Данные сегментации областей
::::
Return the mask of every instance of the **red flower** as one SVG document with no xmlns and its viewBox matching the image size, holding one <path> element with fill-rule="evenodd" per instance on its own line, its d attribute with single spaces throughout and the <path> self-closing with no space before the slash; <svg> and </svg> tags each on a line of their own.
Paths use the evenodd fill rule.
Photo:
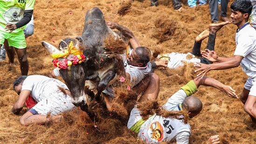
<svg viewBox="0 0 256 144">
<path fill-rule="evenodd" d="M 80 56 L 81 56 L 81 60 L 82 61 L 83 61 L 85 59 L 85 56 L 84 56 L 84 55 L 80 55 Z"/>
<path fill-rule="evenodd" d="M 123 76 L 120 77 L 120 82 L 123 82 L 125 81 L 125 78 Z"/>
<path fill-rule="evenodd" d="M 59 62 L 59 60 L 58 60 L 58 59 L 53 60 L 52 62 L 53 63 L 53 65 L 55 67 L 58 67 L 58 65 L 57 65 L 57 63 Z"/>
<path fill-rule="evenodd" d="M 77 57 L 77 56 L 76 56 L 76 55 L 75 55 L 70 59 L 70 60 L 72 61 L 72 63 L 73 64 L 76 64 L 79 61 L 79 59 Z"/>
<path fill-rule="evenodd" d="M 68 67 L 68 60 L 66 59 L 59 62 L 59 68 L 61 69 L 67 69 Z"/>
</svg>

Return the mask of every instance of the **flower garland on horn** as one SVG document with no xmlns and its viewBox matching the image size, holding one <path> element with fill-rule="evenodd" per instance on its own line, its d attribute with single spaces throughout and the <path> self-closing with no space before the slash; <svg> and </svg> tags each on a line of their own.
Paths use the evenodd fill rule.
<svg viewBox="0 0 256 144">
<path fill-rule="evenodd" d="M 68 56 L 70 55 L 74 56 L 68 58 Z M 52 62 L 54 66 L 62 69 L 67 69 L 72 65 L 75 65 L 81 63 L 89 59 L 83 54 L 82 51 L 74 46 L 73 41 L 70 42 L 68 49 L 53 53 L 52 56 L 54 58 Z M 58 59 L 60 58 L 63 58 L 64 59 L 60 61 Z"/>
</svg>

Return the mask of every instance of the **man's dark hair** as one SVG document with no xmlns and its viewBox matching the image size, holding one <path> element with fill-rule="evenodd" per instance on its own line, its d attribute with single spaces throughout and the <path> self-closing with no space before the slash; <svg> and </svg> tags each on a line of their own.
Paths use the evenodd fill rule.
<svg viewBox="0 0 256 144">
<path fill-rule="evenodd" d="M 19 85 L 20 83 L 22 83 L 25 79 L 28 77 L 27 75 L 21 75 L 16 79 L 14 82 L 14 90 L 15 87 Z"/>
<path fill-rule="evenodd" d="M 148 48 L 145 47 L 138 47 L 135 50 L 136 54 L 139 56 L 139 59 L 137 62 L 145 65 L 149 62 L 150 50 Z"/>
<path fill-rule="evenodd" d="M 70 37 L 68 37 L 63 39 L 59 44 L 59 47 L 58 47 L 59 48 L 60 48 L 61 47 L 62 48 L 67 48 L 69 44 L 69 43 L 70 43 L 70 41 L 73 41 L 73 42 L 74 43 L 74 44 L 75 45 L 75 44 L 76 42 L 76 41 L 75 39 L 73 39 Z"/>
<path fill-rule="evenodd" d="M 230 8 L 234 11 L 239 11 L 242 14 L 248 14 L 248 18 L 251 13 L 252 5 L 248 0 L 236 0 L 233 2 Z"/>
</svg>

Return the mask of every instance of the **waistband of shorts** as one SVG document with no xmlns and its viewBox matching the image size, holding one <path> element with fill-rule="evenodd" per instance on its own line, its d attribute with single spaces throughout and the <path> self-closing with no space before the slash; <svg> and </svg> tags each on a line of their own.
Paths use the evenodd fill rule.
<svg viewBox="0 0 256 144">
<path fill-rule="evenodd" d="M 140 119 L 131 128 L 131 130 L 136 133 L 138 133 L 141 125 L 142 125 L 145 121 L 146 120 L 144 120 L 142 119 Z"/>
<path fill-rule="evenodd" d="M 152 116 L 152 115 L 150 115 L 149 116 L 149 117 L 148 118 Z M 135 133 L 138 133 L 139 131 L 139 129 L 140 129 L 140 127 L 146 120 L 146 119 L 145 120 L 142 119 L 140 119 L 136 123 L 135 123 L 135 124 L 134 124 L 130 129 Z"/>
</svg>

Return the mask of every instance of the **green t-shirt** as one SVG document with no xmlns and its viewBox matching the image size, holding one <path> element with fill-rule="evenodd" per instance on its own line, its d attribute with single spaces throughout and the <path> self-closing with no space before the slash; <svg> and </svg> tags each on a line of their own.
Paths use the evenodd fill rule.
<svg viewBox="0 0 256 144">
<path fill-rule="evenodd" d="M 0 31 L 6 31 L 7 23 L 15 24 L 23 17 L 25 10 L 34 9 L 35 0 L 0 0 Z M 20 33 L 24 27 L 11 33 Z"/>
</svg>

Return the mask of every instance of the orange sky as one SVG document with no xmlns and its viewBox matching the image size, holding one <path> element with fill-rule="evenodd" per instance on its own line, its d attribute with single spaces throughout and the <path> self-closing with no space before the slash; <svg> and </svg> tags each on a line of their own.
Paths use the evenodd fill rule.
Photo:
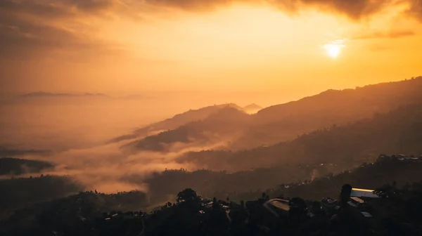
<svg viewBox="0 0 422 236">
<path fill-rule="evenodd" d="M 0 92 L 300 98 L 421 75 L 421 26 L 417 0 L 4 0 Z"/>
</svg>

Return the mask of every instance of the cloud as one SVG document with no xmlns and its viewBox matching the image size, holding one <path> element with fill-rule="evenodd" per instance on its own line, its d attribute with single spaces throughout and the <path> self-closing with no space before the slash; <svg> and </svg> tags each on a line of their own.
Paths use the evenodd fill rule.
<svg viewBox="0 0 422 236">
<path fill-rule="evenodd" d="M 371 34 L 362 34 L 354 37 L 354 39 L 398 39 L 416 35 L 412 30 L 399 30 L 391 32 L 377 32 Z"/>
<path fill-rule="evenodd" d="M 422 20 L 421 1 L 404 1 L 410 6 L 407 14 Z M 44 55 L 45 53 L 65 53 L 84 56 L 98 53 L 114 55 L 116 52 L 123 53 L 124 50 L 122 46 L 91 37 L 92 29 L 87 28 L 90 25 L 90 18 L 112 20 L 115 18 L 129 18 L 139 20 L 143 15 L 149 14 L 148 11 L 155 12 L 159 9 L 210 11 L 236 2 L 270 4 L 288 13 L 313 8 L 344 15 L 357 20 L 403 1 L 2 0 L 0 1 L 0 54 L 1 58 L 30 59 L 40 54 Z M 410 32 L 407 32 L 401 34 L 376 34 L 366 37 L 393 38 L 410 36 Z"/>
<path fill-rule="evenodd" d="M 112 1 L 64 0 L 13 1 L 0 2 L 0 55 L 20 60 L 49 52 L 72 55 L 113 54 L 122 51 L 119 45 L 101 41 L 81 32 L 82 25 L 72 20 L 78 15 L 101 15 L 111 8 Z M 66 20 L 69 22 L 65 22 Z M 67 24 L 68 23 L 68 24 Z"/>
<path fill-rule="evenodd" d="M 406 13 L 422 22 L 422 1 L 409 0 L 410 6 Z"/>
</svg>

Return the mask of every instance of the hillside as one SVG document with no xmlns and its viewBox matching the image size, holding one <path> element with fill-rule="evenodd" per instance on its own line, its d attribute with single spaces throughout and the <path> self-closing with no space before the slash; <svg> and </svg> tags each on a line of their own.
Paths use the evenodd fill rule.
<svg viewBox="0 0 422 236">
<path fill-rule="evenodd" d="M 364 199 L 362 206 L 350 209 L 351 212 L 359 213 L 347 219 L 362 219 L 353 225 L 359 227 L 361 232 L 418 235 L 422 222 L 422 182 L 418 182 L 422 178 L 419 171 L 421 164 L 420 160 L 385 157 L 350 171 L 327 175 L 312 182 L 281 184 L 279 188 L 264 192 L 236 194 L 229 190 L 225 196 L 212 199 L 186 188 L 174 195 L 171 202 L 163 202 L 152 212 L 139 210 L 145 208 L 148 201 L 141 192 L 113 195 L 96 191 L 79 192 L 16 211 L 7 220 L 0 221 L 0 233 L 185 235 L 194 232 L 196 235 L 343 235 L 344 231 L 339 230 L 333 224 L 335 221 L 330 220 L 341 213 L 333 207 L 338 204 L 321 207 L 321 198 L 338 199 L 341 186 L 348 183 L 354 187 L 375 189 L 381 196 Z M 410 184 L 411 181 L 414 182 Z M 392 184 L 385 185 L 388 181 Z M 273 204 L 272 201 L 277 200 L 274 197 L 283 199 L 284 207 Z M 364 219 L 360 211 L 369 211 L 371 218 Z M 350 213 L 349 216 L 352 216 Z M 350 225 L 350 221 L 340 225 Z"/>
<path fill-rule="evenodd" d="M 197 148 L 216 144 L 224 146 L 241 135 L 249 119 L 250 116 L 244 112 L 227 106 L 210 114 L 204 119 L 132 141 L 122 148 L 136 152 L 141 150 L 168 152 L 175 144 Z"/>
<path fill-rule="evenodd" d="M 0 158 L 0 176 L 39 173 L 54 167 L 52 163 L 18 158 Z"/>
<path fill-rule="evenodd" d="M 215 105 L 213 106 L 205 107 L 198 110 L 190 110 L 186 112 L 176 114 L 172 118 L 169 118 L 165 119 L 164 121 L 151 124 L 143 128 L 139 129 L 134 131 L 132 133 L 114 138 L 110 140 L 108 143 L 118 143 L 122 140 L 130 140 L 136 138 L 143 138 L 147 136 L 154 135 L 160 132 L 175 129 L 188 123 L 205 119 L 212 114 L 218 112 L 220 109 L 226 107 L 234 107 L 236 110 L 242 110 L 242 107 L 233 103 Z"/>
<path fill-rule="evenodd" d="M 0 218 L 28 204 L 63 197 L 83 189 L 69 176 L 41 174 L 34 178 L 0 179 Z"/>
<path fill-rule="evenodd" d="M 297 101 L 276 105 L 254 114 L 252 125 L 233 148 L 250 148 L 289 140 L 316 129 L 344 125 L 422 103 L 422 77 L 355 89 L 328 90 Z"/>
<path fill-rule="evenodd" d="M 227 147 L 232 150 L 251 149 L 291 140 L 305 133 L 334 124 L 346 125 L 371 118 L 376 114 L 388 112 L 401 106 L 422 103 L 422 95 L 419 93 L 421 90 L 422 77 L 398 82 L 369 85 L 355 89 L 328 90 L 298 101 L 262 110 L 259 110 L 260 107 L 255 104 L 243 108 L 234 104 L 206 107 L 153 124 L 133 133 L 113 138 L 110 143 L 140 138 L 174 130 L 187 123 L 202 121 L 222 107 L 231 106 L 247 113 L 254 113 L 259 110 L 257 113 L 250 116 L 250 121 L 243 129 L 242 133 L 234 133 Z M 250 108 L 257 111 L 250 112 Z M 236 126 L 234 117 L 231 120 L 234 122 L 233 125 Z M 197 136 L 194 133 L 196 131 L 192 131 L 192 133 L 189 133 L 191 131 L 186 131 L 188 133 L 186 134 L 181 132 L 182 136 Z M 185 138 L 180 138 L 183 140 Z"/>
<path fill-rule="evenodd" d="M 262 109 L 262 107 L 255 103 L 252 103 L 243 107 L 243 109 L 245 112 L 248 112 L 249 114 L 253 114 L 257 112 L 260 110 Z"/>
<path fill-rule="evenodd" d="M 292 141 L 237 152 L 188 152 L 178 162 L 198 168 L 238 171 L 290 164 L 335 163 L 351 166 L 379 153 L 422 154 L 422 105 L 377 114 L 343 126 L 304 134 Z"/>
</svg>

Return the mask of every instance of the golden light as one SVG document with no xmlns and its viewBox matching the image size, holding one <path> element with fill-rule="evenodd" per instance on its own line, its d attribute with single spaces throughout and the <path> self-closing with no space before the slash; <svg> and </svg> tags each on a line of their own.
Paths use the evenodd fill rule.
<svg viewBox="0 0 422 236">
<path fill-rule="evenodd" d="M 341 49 L 344 47 L 343 40 L 341 39 L 334 40 L 322 46 L 327 54 L 333 58 L 336 58 L 341 52 Z"/>
</svg>

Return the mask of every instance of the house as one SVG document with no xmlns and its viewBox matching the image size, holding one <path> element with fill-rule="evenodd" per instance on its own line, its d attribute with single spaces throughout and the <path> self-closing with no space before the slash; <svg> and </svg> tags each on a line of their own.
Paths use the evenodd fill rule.
<svg viewBox="0 0 422 236">
<path fill-rule="evenodd" d="M 379 197 L 377 195 L 373 193 L 373 190 L 362 189 L 362 188 L 352 188 L 352 193 L 350 194 L 350 197 L 371 197 L 371 198 L 378 198 Z"/>
</svg>

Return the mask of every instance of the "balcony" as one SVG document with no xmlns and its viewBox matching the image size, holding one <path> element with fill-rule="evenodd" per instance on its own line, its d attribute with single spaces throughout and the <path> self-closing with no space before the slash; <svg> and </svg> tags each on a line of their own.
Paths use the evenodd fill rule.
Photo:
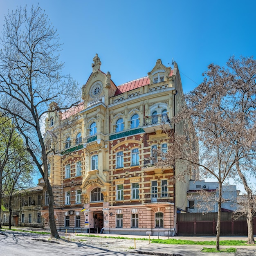
<svg viewBox="0 0 256 256">
<path fill-rule="evenodd" d="M 162 126 L 164 126 L 167 130 L 171 130 L 172 128 L 170 119 L 167 114 L 145 117 L 143 119 L 142 127 L 147 133 L 162 130 Z"/>
<path fill-rule="evenodd" d="M 145 195 L 144 202 L 145 204 L 164 202 L 174 203 L 173 196 L 173 193 L 167 193 L 167 192 L 147 194 Z"/>
</svg>

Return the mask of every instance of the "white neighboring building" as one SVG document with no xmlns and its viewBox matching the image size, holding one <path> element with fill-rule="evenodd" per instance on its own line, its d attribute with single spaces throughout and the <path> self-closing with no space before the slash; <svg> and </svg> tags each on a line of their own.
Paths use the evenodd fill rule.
::::
** ВАША ЗАДАЧА **
Перемасштабируйте только строки от строки с «Return the mask of every instance of the hillside» до строки с «218 L 28 204» (обе включительно). Приведите их снова целиком вместе с запросами, умножив в ответах каждое число (координаты точек контуров и размеры viewBox) на 1,3 и округлив до целого, причем половины округляются вверх.

** ОЖИДАЕМЫЙ ОТВЕТ **
Return the mask of every instance of the hillside as one SVG document with no xmlns and its viewBox matching the image size, holding one <path> element with fill-rule="evenodd" per instance on its own line, its d attribute with single spaces throughout and the <path> self-closing with no space before the slash; <svg> and </svg> tags each on a line of their own.
Paths use the evenodd fill rule.
<svg viewBox="0 0 549 307">
<path fill-rule="evenodd" d="M 473 259 L 471 268 L 455 272 L 456 276 L 467 277 L 451 285 L 471 285 L 459 293 L 467 295 L 469 302 L 543 306 L 549 289 L 549 237 L 543 237 L 549 231 L 545 222 L 547 213 L 546 208 L 501 204 L 455 222 L 425 228 L 406 237 L 365 239 L 363 244 L 343 250 L 307 252 L 298 247 L 293 255 L 276 259 L 242 244 L 226 254 L 222 263 L 212 263 L 198 276 L 181 273 L 189 270 L 192 261 L 183 250 L 147 254 L 125 248 L 103 250 L 21 274 L 9 286 L 0 287 L 0 303 L 241 306 L 252 302 L 255 306 L 446 306 L 447 300 L 441 299 L 433 291 L 436 287 L 429 286 L 443 277 L 433 269 L 439 265 L 417 269 L 417 257 L 439 259 L 443 242 L 452 238 L 460 243 L 488 246 L 495 255 Z M 533 239 L 534 235 L 538 237 Z M 510 239 L 501 241 L 504 235 Z M 355 265 L 354 261 L 360 260 L 356 256 L 368 259 L 369 269 Z M 473 285 L 468 274 L 480 274 L 482 283 Z M 455 277 L 454 281 L 458 281 Z M 455 293 L 455 287 L 442 293 Z"/>
<path fill-rule="evenodd" d="M 256 192 L 281 187 L 291 190 L 313 176 L 324 155 L 325 151 L 317 146 L 295 138 L 273 148 L 265 155 L 172 183 L 159 192 L 177 198 L 183 195 L 218 198 L 228 187 Z"/>
<path fill-rule="evenodd" d="M 0 205 L 0 229 L 51 225 L 70 217 L 68 212 L 23 205 Z"/>
<path fill-rule="evenodd" d="M 280 137 L 277 138 L 267 139 L 257 143 L 247 143 L 242 146 L 229 148 L 224 153 L 220 153 L 215 155 L 213 157 L 196 161 L 186 166 L 181 168 L 174 170 L 172 173 L 148 179 L 143 182 L 140 186 L 153 186 L 159 182 L 169 182 L 177 179 L 186 179 L 191 177 L 200 176 L 208 172 L 228 168 L 244 160 L 267 155 L 276 148 L 283 146 L 286 142 L 294 139 L 304 139 L 307 143 L 315 143 L 315 139 L 303 134 Z"/>
<path fill-rule="evenodd" d="M 0 283 L 36 265 L 82 256 L 108 246 L 90 229 L 53 226 L 44 231 L 0 233 Z"/>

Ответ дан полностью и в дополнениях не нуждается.